[CHALLENGE]: Reproduce every record below exactly as written, but leave out any pictures.

_____

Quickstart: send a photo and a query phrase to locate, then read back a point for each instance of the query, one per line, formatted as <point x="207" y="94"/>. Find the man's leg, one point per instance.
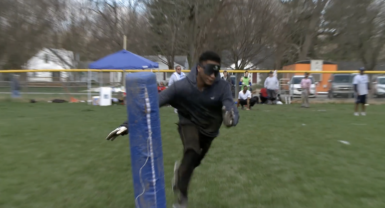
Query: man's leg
<point x="270" y="95"/>
<point x="253" y="101"/>
<point x="303" y="99"/>
<point x="274" y="97"/>
<point x="191" y="157"/>
<point x="306" y="99"/>
<point x="357" y="106"/>
<point x="363" y="103"/>
<point x="243" y="102"/>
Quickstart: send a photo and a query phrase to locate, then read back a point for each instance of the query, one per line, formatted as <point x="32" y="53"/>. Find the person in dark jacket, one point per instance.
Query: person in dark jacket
<point x="204" y="102"/>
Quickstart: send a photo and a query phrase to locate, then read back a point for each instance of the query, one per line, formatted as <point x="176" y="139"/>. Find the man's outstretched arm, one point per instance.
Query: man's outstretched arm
<point x="165" y="97"/>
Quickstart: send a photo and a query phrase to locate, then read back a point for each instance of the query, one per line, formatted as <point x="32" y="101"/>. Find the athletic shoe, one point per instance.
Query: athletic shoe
<point x="181" y="203"/>
<point x="175" y="178"/>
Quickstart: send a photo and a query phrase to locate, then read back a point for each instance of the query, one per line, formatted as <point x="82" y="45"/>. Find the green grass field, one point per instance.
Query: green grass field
<point x="55" y="156"/>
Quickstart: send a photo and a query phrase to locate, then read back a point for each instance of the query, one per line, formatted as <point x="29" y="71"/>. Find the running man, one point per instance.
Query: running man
<point x="305" y="85"/>
<point x="361" y="87"/>
<point x="204" y="102"/>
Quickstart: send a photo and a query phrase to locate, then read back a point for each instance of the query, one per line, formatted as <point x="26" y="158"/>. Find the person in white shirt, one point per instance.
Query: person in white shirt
<point x="361" y="87"/>
<point x="272" y="86"/>
<point x="176" y="76"/>
<point x="244" y="98"/>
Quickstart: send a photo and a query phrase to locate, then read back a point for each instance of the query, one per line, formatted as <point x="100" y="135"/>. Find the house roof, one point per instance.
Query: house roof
<point x="178" y="60"/>
<point x="355" y="65"/>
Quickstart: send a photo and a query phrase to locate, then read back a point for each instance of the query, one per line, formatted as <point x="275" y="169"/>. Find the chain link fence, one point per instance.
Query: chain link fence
<point x="326" y="87"/>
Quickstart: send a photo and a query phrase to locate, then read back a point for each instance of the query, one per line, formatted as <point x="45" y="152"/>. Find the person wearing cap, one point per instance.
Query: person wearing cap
<point x="305" y="85"/>
<point x="272" y="86"/>
<point x="361" y="88"/>
<point x="245" y="80"/>
<point x="245" y="99"/>
<point x="226" y="77"/>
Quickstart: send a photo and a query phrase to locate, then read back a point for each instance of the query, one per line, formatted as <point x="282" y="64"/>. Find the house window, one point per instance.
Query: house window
<point x="317" y="77"/>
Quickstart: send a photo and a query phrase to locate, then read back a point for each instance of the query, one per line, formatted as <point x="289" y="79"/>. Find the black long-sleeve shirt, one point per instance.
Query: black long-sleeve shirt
<point x="201" y="108"/>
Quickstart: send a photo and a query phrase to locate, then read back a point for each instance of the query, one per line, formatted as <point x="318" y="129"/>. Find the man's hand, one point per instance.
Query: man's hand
<point x="228" y="117"/>
<point x="120" y="131"/>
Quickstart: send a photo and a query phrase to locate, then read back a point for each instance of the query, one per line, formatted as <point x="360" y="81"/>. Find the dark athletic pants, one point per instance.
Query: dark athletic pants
<point x="195" y="147"/>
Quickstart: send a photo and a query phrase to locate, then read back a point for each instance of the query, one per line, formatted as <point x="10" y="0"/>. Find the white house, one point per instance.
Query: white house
<point x="49" y="58"/>
<point x="255" y="78"/>
<point x="163" y="65"/>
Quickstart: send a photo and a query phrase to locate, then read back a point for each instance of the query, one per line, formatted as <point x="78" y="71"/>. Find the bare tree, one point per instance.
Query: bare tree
<point x="304" y="20"/>
<point x="249" y="27"/>
<point x="357" y="30"/>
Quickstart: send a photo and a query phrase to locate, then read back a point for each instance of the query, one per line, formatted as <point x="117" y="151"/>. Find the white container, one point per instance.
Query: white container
<point x="95" y="100"/>
<point x="105" y="96"/>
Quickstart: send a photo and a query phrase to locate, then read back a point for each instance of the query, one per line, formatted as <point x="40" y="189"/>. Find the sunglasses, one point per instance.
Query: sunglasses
<point x="210" y="69"/>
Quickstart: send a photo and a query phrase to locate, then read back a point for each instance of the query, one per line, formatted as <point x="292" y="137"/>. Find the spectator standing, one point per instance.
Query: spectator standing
<point x="361" y="87"/>
<point x="176" y="76"/>
<point x="245" y="80"/>
<point x="244" y="98"/>
<point x="272" y="86"/>
<point x="263" y="95"/>
<point x="161" y="87"/>
<point x="226" y="77"/>
<point x="305" y="85"/>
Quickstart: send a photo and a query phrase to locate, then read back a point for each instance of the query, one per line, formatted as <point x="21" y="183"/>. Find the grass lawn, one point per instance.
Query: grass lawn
<point x="55" y="156"/>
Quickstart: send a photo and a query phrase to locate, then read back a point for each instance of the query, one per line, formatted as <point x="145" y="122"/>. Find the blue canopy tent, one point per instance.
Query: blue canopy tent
<point x="121" y="60"/>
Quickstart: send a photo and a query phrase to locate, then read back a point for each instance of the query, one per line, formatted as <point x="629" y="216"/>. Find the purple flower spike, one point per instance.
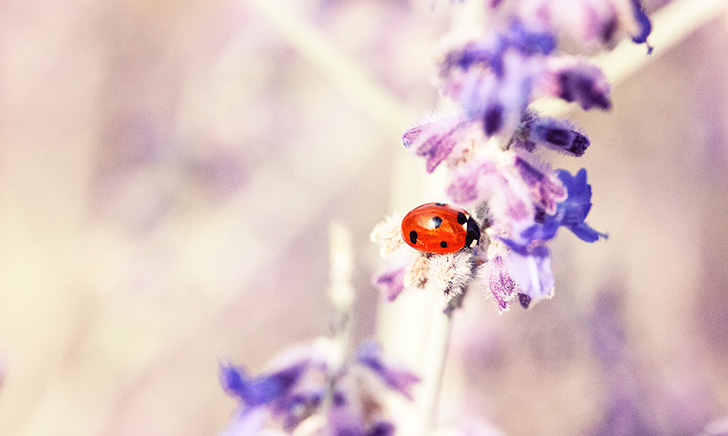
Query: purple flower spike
<point x="546" y="191"/>
<point x="434" y="140"/>
<point x="576" y="81"/>
<point x="530" y="43"/>
<point x="532" y="272"/>
<point x="585" y="85"/>
<point x="369" y="355"/>
<point x="644" y="24"/>
<point x="261" y="390"/>
<point x="499" y="281"/>
<point x="577" y="205"/>
<point x="391" y="282"/>
<point x="570" y="213"/>
<point x="558" y="135"/>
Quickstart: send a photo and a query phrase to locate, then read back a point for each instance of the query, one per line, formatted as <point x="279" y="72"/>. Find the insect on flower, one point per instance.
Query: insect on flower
<point x="439" y="228"/>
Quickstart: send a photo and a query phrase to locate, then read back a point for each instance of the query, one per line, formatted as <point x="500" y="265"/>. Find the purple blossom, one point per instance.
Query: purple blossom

_____

[TASK ANSWER]:
Quickstart: send a photo and a query phrase to locate, then read back a point for each instance of the query, one per line, formatted as <point x="207" y="94"/>. Find the man's leg, one point per instance.
Query: man's leg
<point x="270" y="95"/>
<point x="253" y="101"/>
<point x="303" y="99"/>
<point x="274" y="97"/>
<point x="191" y="157"/>
<point x="306" y="99"/>
<point x="357" y="106"/>
<point x="363" y="103"/>
<point x="243" y="102"/>
Quickstart: send a photo and a query phrase to locate, then read back a point for each instance of the query, one per line, formatted as <point x="32" y="53"/>. Find the person in dark jacket, one point per instance.
Query: person in dark jacket
<point x="204" y="102"/>
Quickstart: send a photo and a query phrase to locate, then read back a point for each instance of the query, one per line, formatted as <point x="176" y="139"/>. Find the man's outstretched arm, one point per instance.
Query: man's outstretched arm
<point x="165" y="97"/>
Quickstart: send a photo and a query phrase to locate, then read back a point for each instance of the query, one per line, formatted as <point x="32" y="101"/>. Find the athletic shoe, one point per instance.
Query: athletic shoe
<point x="181" y="203"/>
<point x="175" y="178"/>
Quickstart: send a photo and a query phrase to locate, then read back a point for each instance of the query, one per line, formatted as <point x="82" y="45"/>. Find the green grass field, one point per instance.
Query: green grass field
<point x="55" y="156"/>
Quickstart: send a photo and a query phrase to locate, then read back a point for each instance of the query, one per line, formatted as <point x="29" y="71"/>. Find the running man, one point per instance.
Query: running man
<point x="305" y="85"/>
<point x="361" y="87"/>
<point x="204" y="102"/>
Quickstart: send a photo and a query phrase to locate, then read back a point for each instance of the query, one per line, formatted as <point x="26" y="158"/>. Find the person in white shirt, one point per instance.
Query: person in white shirt
<point x="361" y="87"/>
<point x="272" y="86"/>
<point x="176" y="76"/>
<point x="244" y="98"/>
Quickstart: send a photo and a query phrase to locate, then read back a point for each instance of the query, one per line, formatted as <point x="100" y="135"/>. Find the house roof, one point per instance.
Query: house roof
<point x="178" y="60"/>
<point x="355" y="65"/>
Quickstart: send a photo and a query phrase to locate, then read back a point for each instance of the query, one per line, formatted as <point x="275" y="169"/>. Find the chain link fence, one point per instance.
Query: chain link fence
<point x="326" y="87"/>
Quickstart: send a photo and a query phrase to locate, then read back a point for each instance of the query, one per line, formatted as <point x="45" y="152"/>. Find the person wearing cap, one point per instance.
Query: person wearing cap
<point x="305" y="85"/>
<point x="272" y="86"/>
<point x="361" y="88"/>
<point x="245" y="80"/>
<point x="245" y="99"/>
<point x="226" y="77"/>
Quickstart: send a photo and a query phrase to locate, then read back a point for each instance of the query, one per line, formatted as <point x="282" y="64"/>. Find the house window, one point per instance.
Query: house window
<point x="317" y="77"/>
Quickstart: send a photo and a query phrase to locate, then read back a point for each instance of the query, one per line, formatted as <point x="289" y="79"/>. Find the black long-sleeve shirt, one point per instance.
Query: black long-sleeve shirt
<point x="201" y="108"/>
Quickstart: send a photo and a query phrase to locate, then read back a point for each instance of the query, one per line, formatted as <point x="318" y="129"/>. Find the man's hand, one point per instance.
Query: man's hand
<point x="228" y="117"/>
<point x="120" y="131"/>
Quickstart: send a photo and a query phrase to locate, then read back a point for each instance of the query, one per line, formatted as <point x="360" y="81"/>. Find the dark athletic pants, one point per instance.
Query: dark athletic pants
<point x="195" y="147"/>
Quickstart: send a photo and a query phrase to locate, then read back a point for each instance of the query, one per line, formatted as <point x="10" y="0"/>. Find the white house, one point per instance.
Query: white house
<point x="49" y="58"/>
<point x="255" y="78"/>
<point x="163" y="65"/>
Quickstart: send a photo and a query phrase to locate, then read back a point for each instance of the query, one per line, formatted as <point x="78" y="71"/>. Find the bare tree, one point per instance.
Query: bare tree
<point x="304" y="20"/>
<point x="249" y="27"/>
<point x="357" y="30"/>
Quickstart: send a photo and a query phrase to locate, then read back a point for each instance of the query, one per line, formatted as <point x="117" y="151"/>. Find the white container, one point per instance.
Query: white container
<point x="95" y="100"/>
<point x="105" y="96"/>
Quickstart: send a photo and a query phrase to locate, then read back a point for each instance of the query, one per line, formatted as <point x="40" y="189"/>. Find the sunglasses, one point per instance.
Query: sunglasses
<point x="210" y="69"/>
Quickstart: send a photo and a query phrase to locate, then read back a point for each instance of the query, one per line, formatted as <point x="292" y="137"/>. Find the spectator standing, one point per instance.
Query: spectator standing
<point x="361" y="87"/>
<point x="176" y="76"/>
<point x="245" y="80"/>
<point x="244" y="98"/>
<point x="272" y="86"/>
<point x="263" y="95"/>
<point x="161" y="87"/>
<point x="226" y="77"/>
<point x="305" y="85"/>
Quickstart: send a photo and a query phrase to locate, then read back a point for each instance of the query, one per line, formatted as <point x="21" y="183"/>. Find the grass lawn, one point per instance.
Query: grass lawn
<point x="55" y="156"/>
Quickstart: send a photo and a query phrase to locate, then read back a point for each instance of the query, one per line, formatted as <point x="145" y="122"/>. Find the blue canopy tent, one point per instance.
Query: blue canopy tent
<point x="121" y="60"/>
Quickstart: send a photo and a query phrase to locate, then read back a point for each instance of the query, one per line, formatted as <point x="629" y="216"/>. Find the purple flower spike, one point per instance.
Query: purple flower spike
<point x="546" y="191"/>
<point x="434" y="140"/>
<point x="576" y="81"/>
<point x="530" y="43"/>
<point x="532" y="272"/>
<point x="585" y="85"/>
<point x="369" y="355"/>
<point x="644" y="24"/>
<point x="261" y="390"/>
<point x="499" y="281"/>
<point x="577" y="205"/>
<point x="391" y="282"/>
<point x="570" y="213"/>
<point x="558" y="135"/>
Quickstart: send a photo and a query phrase to locate, then read back a point for each instance of the query, one per line, formatted as <point x="279" y="72"/>. Find the insect on flower, one point per instance.
Query: insect on flower
<point x="439" y="228"/>
Quickstart: send a photo and a query phrase to locate, then read back a point for each instance of the query, one per line, formatted as <point x="500" y="265"/>. Find the purple blossom, one point per instance.
Query: purple blossom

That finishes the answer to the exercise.